Switch every "glass partition" to "glass divider" in the stretch from the line containing "[locate] exhibition hall" through the end of the rows. Write out only those lines again, with everything else unchanged.
━━━━━ RECORDS FOR THIS TASK
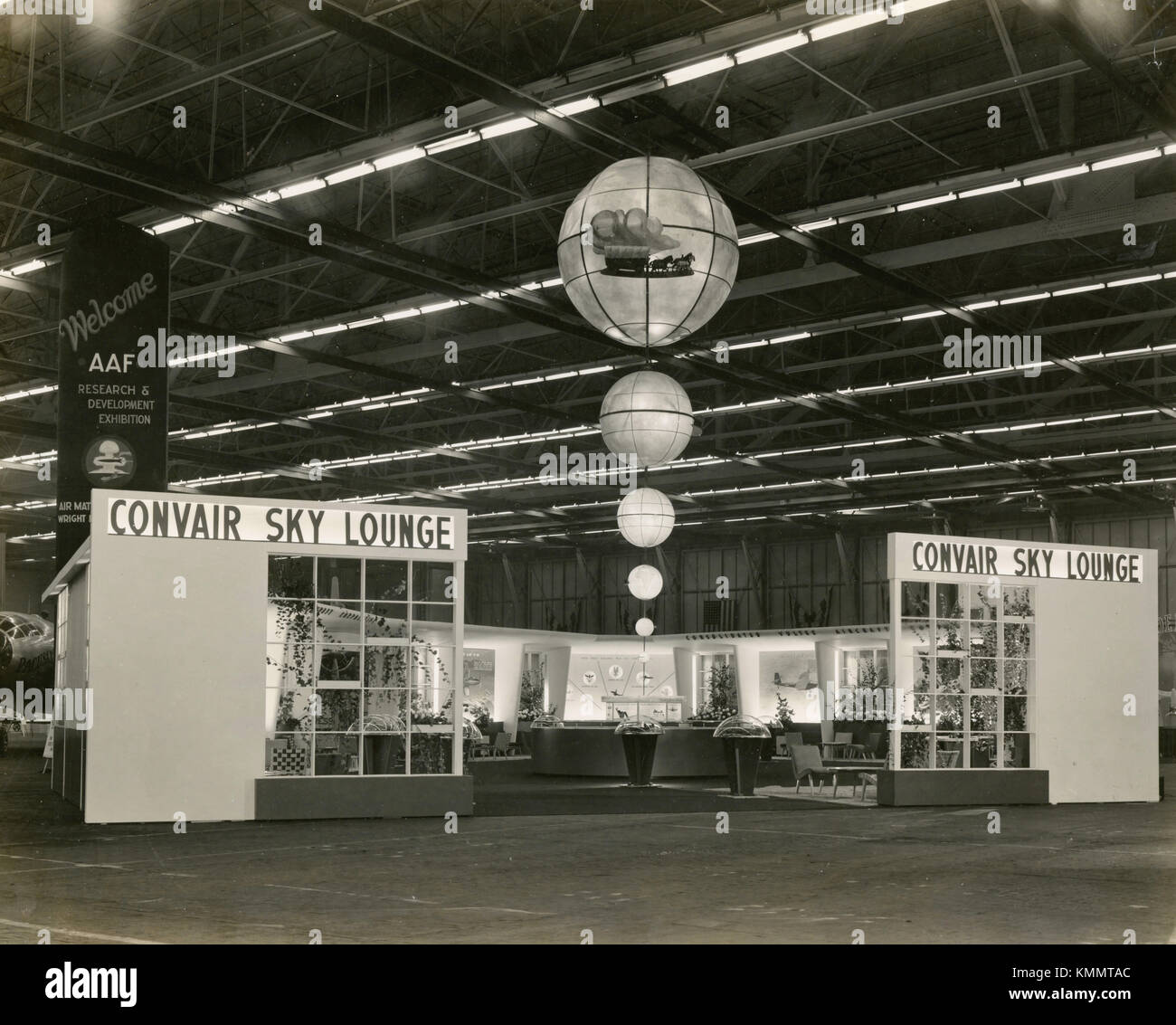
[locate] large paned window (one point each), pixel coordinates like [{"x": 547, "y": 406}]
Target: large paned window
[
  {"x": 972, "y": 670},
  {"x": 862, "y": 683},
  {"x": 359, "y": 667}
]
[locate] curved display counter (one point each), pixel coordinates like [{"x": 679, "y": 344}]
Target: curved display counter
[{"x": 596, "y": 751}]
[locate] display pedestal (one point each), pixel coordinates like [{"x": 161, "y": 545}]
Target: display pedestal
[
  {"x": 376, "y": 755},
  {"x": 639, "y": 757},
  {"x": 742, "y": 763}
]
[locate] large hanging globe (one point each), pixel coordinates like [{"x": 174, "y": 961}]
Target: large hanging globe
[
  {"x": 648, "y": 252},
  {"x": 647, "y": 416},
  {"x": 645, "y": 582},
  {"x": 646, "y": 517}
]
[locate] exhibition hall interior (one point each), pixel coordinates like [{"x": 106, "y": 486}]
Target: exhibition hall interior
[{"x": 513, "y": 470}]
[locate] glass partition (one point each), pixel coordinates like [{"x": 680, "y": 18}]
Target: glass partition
━━━━━━━━━━
ANSWER TO THIS EXERCISE:
[locate] exhibition hall interior (one point each), pixel coordinates like [{"x": 106, "y": 486}]
Target: exhibition hall interior
[{"x": 513, "y": 470}]
[locate] glass divider (one point each), pixel coordinates like [{"x": 680, "y": 18}]
Target: glass divider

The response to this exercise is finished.